» Ausgewählter Auszug

Damit soll nicht gesagt werden, daß ein Christ eine in Not geratene Person, die möglicherweise nicht kreditwürdig ist, zurückweisen sollte. Ein Christ ist gegenüber anderen zu weit mehr verpflichtet als nur zu ehrlichen Geschäftsmethoden. „Wer immer ... die Mittel dieser Welt zum Lebensunterhalt hat und seinen Bruder Not leiden sieht und dennoch die Tür seiner Gefühle innigen Erbarmens vor ihm verschließt, wie bleibt da die Liebe Gottes in ihm?“ fragt der Apostel Johannes. Ja, Christen müssen beweisen, daß sie andere „lieben, nicht mit Worten noch mit der Zunge, sondern in Tat und Wahrheit“ (1. Johannes 3:17, 18).
Manchmal entschließt sich jemand vielleicht dazu, einem bedürftigen Glaubensbruder ein Geschenk zu machen oder ihm anderweitig Hilfe anzubieten, statt ihm Geld zu leihen. Eine solche Einstellung wird einen Verleiher dazu bewegen, barmherzig zu sein, wenn es bezüglich der vereinbarten Bedingungen zu Problemen kommt. Vielleicht ist er bereit, die veränderten Umstände des Borgenden in Betracht zu ziehen und einen längeren Zeitraum für die Rückzahlung einzuräumen, den Betrag zu verringern oder die Schulden ganz zu erlassen. Hierbei handelt es sich um persönliche Entscheidungen, die jeder selbst treffen muß.

» Datenteil
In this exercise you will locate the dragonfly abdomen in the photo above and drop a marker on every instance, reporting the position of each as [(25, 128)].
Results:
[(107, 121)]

» Anforderungen
1) Welche Möglichkeiten nennt der Auszug über das Geldverleihen unter Christen, wie ein Verleiher auf veränderte Umstände des Borgenden eingehen kann?
2) Greifen Sie den Auszug über das Geldverleihen unter Christen auf und führen Sie ihn im selben Stil weiter.
Die Auflistung stammt aus einer anderen Quelle.

» Ergebnisse je Aufgabe
1) Er kann einen längeren Zeitraum für die Rückzahlung einräumen, den Betrag verringern oder die Schulden ganz erlassen.

2)
Christen sollten im Sinn behalten, daß Gott alle Vorgänge beobachtet und uns für die Art und Weise, wie wir uns verhalten und wie wir unsere Mittel verwenden, zur Rechenschaft zieht (Hebräer 4:13). Der biblische Rat, alle „Angelegenheiten mit Liebe geschehen“ zu lassen, ist gewiß auch auf das Verleihen und Borgen unter Freunden anzuwenden (1. Korinther 16:14).
[Fußnote]
a Weitere Informationen über das Erheben von Zinsen für Darlehen sind im Wachtturm vom 15. Oktober 1991, Seite 25 bis 28 zu finden.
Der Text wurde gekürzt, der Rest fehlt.